__Document segment__
== == ==

Going To WAR On The Trades Of The GMDM Era- Part 5: 2010
On we go, with our analysis of the trades of the Dayton Moore era as General Manager of the Kansas City Royals. When combined together, the results up until 2010 have not been altogether flattering. As was mentioned in the previous piece, as we get closer in years to the present day, the data becomes less reliable as many of the players involved in these trades are still in the minor leagues so there are no statistics with which to come up with their WAR. Due to the number of trades made in the 2010 year, this year will be split into 2 columns with the next and final piece also including the conclusion to this evaluation. So without any further ado, the GMDM trades of 2010:
May 1, 2010: The Kansas City Royals traded Carlos Rosa to the Arizona Diamondbacks for Rey Navarro (minors).
In 2 forgettable seasons with the Royals, Rosa compiled a 0.3 WAR, which is right around replacement level. He was clearly expendable, and was out of baseball after the 2010 season. Navarro spent last season in Double A Northwest Arkansas, and at best, projects out to be a slick-fielding utility infielder who can’t hit. He will likely spend 2012 in Triple A Omaha. So while Arizona technically wins this trade on WAR, the Royals have a chance to come out on top still.
Rosa: 0.1 WAR with Diamondbacks (2010)
Navarro: 0.0 WAR (has yet to appear for Royals)
Diamondbacks win trade by 0.1 WAR
July 22, 2010: The Kansas City Royals traded Alberto Callaspo to the Los Angeles Angels of Anaheim for Will Smith (minors) and Sean O’Sullivan.
At the time this trade was made, the consensus was that the Royals sold high on Callaspo and made out well. O’Sullivan was pegged as a solid, young back of the rotation starter, and Smith was a lower level minor leaguer with a little more upside. A year and half later, the consensus is that O’Sullivan isn’t very good, Smith is still a few years away, and Callaspo has continued to be an effective player for the Angels, sporting a stellar .366 OBP and 4.5 WAR (near all-star level) in 2011. However, at the time he was traded, the Royals needed to find a way to get Wilson Betemit in the lineup, and knew they had Mike Moustakas coming up soon, so Callaspo needed to be dealt while his stock was high. While O’Sullivan has shown some flashes, he has been more bad than good. He is however, still just 24 years old so it is possible he could turn the corner and become a useful major league pitcher. Smith is just 22 and pitched at Northwest Arkansas in 2011. He will likely make the jump to Omaha in 2012. He is not currently on the 40-man roster, but is slated to be a non-roster invitee to spring training. Just going by the numbers and the productivity that each team has received at the major league level up to this point, this trade qualifies as the single biggest fleecing of the Dayton Moore era…and not the kind of fleecing you want to see if you’re a Royals fan.

== == ==

__To do__
a – In the article on Royals trades, what on-base percentage did Callaspo post for the Angels in 2011?
b – Reproduce the article on Royals trades between "Rosa: 0.1 WAR" and "and Sean O’Sullivan.", inclusive, substituting "D-backs" for every occurrence of "Diamondbacks".
The listing that comes next is separate material with no connection to the article on Royals trades.

__Source data__
== == ==

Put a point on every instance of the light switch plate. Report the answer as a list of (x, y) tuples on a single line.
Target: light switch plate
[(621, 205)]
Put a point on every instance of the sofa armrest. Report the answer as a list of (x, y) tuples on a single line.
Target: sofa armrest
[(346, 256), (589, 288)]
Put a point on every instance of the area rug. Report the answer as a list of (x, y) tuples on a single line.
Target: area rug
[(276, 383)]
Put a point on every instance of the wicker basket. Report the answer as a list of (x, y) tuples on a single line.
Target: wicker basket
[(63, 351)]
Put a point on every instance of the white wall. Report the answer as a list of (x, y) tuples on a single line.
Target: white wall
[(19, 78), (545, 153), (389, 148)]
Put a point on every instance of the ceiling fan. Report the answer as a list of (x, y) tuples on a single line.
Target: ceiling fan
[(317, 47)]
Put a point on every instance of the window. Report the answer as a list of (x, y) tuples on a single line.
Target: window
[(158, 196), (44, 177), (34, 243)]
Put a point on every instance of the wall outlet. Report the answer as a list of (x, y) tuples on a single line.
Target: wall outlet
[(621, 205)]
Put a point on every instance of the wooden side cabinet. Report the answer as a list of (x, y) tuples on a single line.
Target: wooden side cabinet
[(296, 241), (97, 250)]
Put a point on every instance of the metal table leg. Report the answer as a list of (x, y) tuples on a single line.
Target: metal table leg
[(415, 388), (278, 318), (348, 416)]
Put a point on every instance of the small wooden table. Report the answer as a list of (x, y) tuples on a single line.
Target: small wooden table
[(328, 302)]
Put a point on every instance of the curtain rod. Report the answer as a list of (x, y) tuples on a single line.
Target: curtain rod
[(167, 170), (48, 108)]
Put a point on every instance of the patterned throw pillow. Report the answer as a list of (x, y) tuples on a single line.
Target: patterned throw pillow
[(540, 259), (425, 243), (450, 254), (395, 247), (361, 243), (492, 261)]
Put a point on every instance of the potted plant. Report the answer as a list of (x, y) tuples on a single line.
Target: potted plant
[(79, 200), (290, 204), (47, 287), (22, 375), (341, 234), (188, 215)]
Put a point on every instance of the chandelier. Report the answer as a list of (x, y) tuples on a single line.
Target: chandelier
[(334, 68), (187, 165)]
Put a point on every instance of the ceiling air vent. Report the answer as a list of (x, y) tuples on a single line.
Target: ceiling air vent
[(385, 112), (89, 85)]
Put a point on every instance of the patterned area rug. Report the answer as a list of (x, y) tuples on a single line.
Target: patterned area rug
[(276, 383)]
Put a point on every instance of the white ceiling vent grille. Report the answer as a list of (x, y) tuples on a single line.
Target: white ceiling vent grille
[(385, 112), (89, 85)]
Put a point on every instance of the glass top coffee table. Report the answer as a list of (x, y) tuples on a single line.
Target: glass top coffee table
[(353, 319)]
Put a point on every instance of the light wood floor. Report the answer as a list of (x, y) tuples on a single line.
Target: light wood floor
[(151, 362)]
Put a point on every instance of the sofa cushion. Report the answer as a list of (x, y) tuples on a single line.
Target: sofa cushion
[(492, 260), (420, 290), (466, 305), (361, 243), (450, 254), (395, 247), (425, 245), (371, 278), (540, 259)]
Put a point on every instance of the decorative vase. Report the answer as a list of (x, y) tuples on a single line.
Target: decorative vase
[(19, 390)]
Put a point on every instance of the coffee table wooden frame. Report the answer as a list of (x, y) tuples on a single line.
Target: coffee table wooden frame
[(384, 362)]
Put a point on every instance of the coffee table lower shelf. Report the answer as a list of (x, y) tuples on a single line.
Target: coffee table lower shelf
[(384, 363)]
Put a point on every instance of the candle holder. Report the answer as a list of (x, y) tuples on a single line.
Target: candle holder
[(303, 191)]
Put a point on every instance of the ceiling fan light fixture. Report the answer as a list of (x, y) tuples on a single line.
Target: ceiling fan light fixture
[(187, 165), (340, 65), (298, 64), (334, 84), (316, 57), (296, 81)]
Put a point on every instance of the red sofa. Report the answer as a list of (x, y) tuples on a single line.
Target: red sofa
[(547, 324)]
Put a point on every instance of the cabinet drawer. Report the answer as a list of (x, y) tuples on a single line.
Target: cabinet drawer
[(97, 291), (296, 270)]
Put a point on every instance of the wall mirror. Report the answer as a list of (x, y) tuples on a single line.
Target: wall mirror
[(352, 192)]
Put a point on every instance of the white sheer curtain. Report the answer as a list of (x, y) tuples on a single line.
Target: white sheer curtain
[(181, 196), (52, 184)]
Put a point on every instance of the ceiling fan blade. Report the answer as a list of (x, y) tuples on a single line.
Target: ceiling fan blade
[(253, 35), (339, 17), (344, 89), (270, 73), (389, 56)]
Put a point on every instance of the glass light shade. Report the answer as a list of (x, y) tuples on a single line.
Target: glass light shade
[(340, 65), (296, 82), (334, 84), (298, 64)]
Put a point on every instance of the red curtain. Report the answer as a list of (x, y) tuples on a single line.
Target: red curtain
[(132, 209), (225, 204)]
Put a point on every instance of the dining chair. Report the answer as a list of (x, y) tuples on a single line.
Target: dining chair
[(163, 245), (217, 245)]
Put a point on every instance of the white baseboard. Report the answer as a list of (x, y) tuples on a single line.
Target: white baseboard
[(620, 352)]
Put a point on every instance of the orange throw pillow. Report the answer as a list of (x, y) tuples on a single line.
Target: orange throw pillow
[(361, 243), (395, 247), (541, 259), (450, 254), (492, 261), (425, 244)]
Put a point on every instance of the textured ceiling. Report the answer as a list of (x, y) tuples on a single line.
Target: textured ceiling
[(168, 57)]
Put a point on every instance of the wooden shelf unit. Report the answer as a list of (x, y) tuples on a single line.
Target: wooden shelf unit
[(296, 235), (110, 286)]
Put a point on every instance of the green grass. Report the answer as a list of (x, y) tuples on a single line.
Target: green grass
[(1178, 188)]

== == ==

__Solutions per task__
a – A .366 OBP.

b –
Rosa: 0.1 WAR with D-backs (2010)
Navarro: 0.0 WAR (has yet to appear for Royals)
D-backs win trade by 0.1 WAR
July 22, 2010: The Kansas City Royals traded Alberto Callaspo to the Los Angeles Angels of Anaheim for Will Smith (minors) and Sean O’Sullivan.